## Given passage
While the stone was passing through the air—which it did in a north-east direction from the sea-coast—numbers of persons distinguished a body passing through the clouds, though not able to ascertain what it was: and two sons of the clergyman of Wold Newton (a village near me) saw it pass so distinctly by them, that they ran up immediately to my house, to know if any thing extraordinary happened.

In the different villages over which the stone took its direction, various were the people who heard the noise of something passing through the air, accurately and distinctly, though they could not imagine what was the cause of it: and in many of the provincial newspapers these accounts were published at the time from different persons.

In fact, no circumstance of the kind had ever more concurrent testimonies: and the appearance of the stone itself, while it resembles in composition those which are supposed to have fallen in various other parts of the world, has no counterpart or resemblance in the natural stones of the country.

The stone in its fall excavated a place of the depth before mentioned, and of something more than a yard in diameter. It had fixed itself so strongly in the chalk rock, that it required some labour to dig it out.

On being brought home, it was weighed; and the exact weight, at that time, was 56 pounds; which has been diminished in a small degree at present, by different pieces being taken from it as presents to different literati of the country. Mr. King, the antiquarian, in his account of Sky-fallen Stones, has published an account of this, with many curious and learned remarks on those which have fallen at different periods.

All the three witnesses who saw it fall agree perfectly in their account of the manner of its fall, and that they saw a dark body passing through the air, and ultimately strike into the ground: and though, from their situation and characters in life, they could have no possible object in detailing a false account of this transaction, I felt so desirous of giving this matter every degree of authenticity, that as a magistrate, I took their accounts upon oath, immediately on my return to the country. I saw no reason do doubt any of their evidence, after the most minute investigation of it.

While Mr. Sowerby delivers in the work he is editing a very accurate delineation of the stone itself; at his request, I have transmitted to him this account of the circumstances attendant on it, to accompany the publication. But I mean not to enter into any literary warfare with those sceptics, who think it much easier to doubt every word of this account than to believe such an event could take place. Hume held the same language on miracles of a more sacred nature. There is no shorter way of disposing of any thin than to deny or disbelieve it: but sometimes

“They who come to scoff, remain to pray.”

To perpetuate the spot where the stone fell, I have erected a pillar, with a plantation around it. The pillar is built over the exact place which the stone excavated, and has this inscription on a tablet:

Here
On this Spot,
December 13th 1795, fell from the Atmosphere
An extraordinary Stone!
In Breadth 28 Inches,
In Length 30 Inches,
and
Whose Weight was 56 Pounds!
This Column
In Memory of it was erected by
Edward Topham
1799.

## Problems to solve
A: Answer these questions about the account of the fallen stone:
(i) What was the stone's weight when it was first weighed?
(ii) In what capacity did the writer take the witnesses' accounts upon oath?
(iii) What was erected over the place the stone excavated?
B: Copy the part of the account of the fallen stone between "While the stone" and "from different persons.", inclusive.

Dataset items
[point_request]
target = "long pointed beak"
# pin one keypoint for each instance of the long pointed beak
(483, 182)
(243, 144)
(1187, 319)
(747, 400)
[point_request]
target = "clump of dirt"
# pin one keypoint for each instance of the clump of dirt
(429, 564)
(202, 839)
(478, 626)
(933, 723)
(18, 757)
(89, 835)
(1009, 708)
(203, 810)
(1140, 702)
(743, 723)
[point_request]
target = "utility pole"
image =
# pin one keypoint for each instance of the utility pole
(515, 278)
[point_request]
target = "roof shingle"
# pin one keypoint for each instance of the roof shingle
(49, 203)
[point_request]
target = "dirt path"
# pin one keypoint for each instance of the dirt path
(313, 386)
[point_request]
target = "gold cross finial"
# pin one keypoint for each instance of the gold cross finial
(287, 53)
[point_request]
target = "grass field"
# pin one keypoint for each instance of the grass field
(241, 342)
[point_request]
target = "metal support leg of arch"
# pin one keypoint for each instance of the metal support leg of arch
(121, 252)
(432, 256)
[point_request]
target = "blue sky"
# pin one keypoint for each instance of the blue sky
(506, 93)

## Solutions in order
A:
(i) 56 pounds
(ii) As a magistrate
(iii) A pillar, with a plantation around it

B:
While the stone was passing through the air—which it did in a north-east direction from the sea-coast—numbers of persons distinguished a body passing through the clouds, though not able to ascertain what it was: and two sons of the clergyman of Wold Newton (a village near me) saw it pass so distinctly by them, that they ran up immediately to my house, to know if any thing extraordinary happened.

In the different villages over which the stone took its direction, various were the people who heard the noise of something passing through the air, accurately and distinctly, though they could not imagine what was the cause of it: and in many of the provincial newspapers these accounts were published at the time from different persons.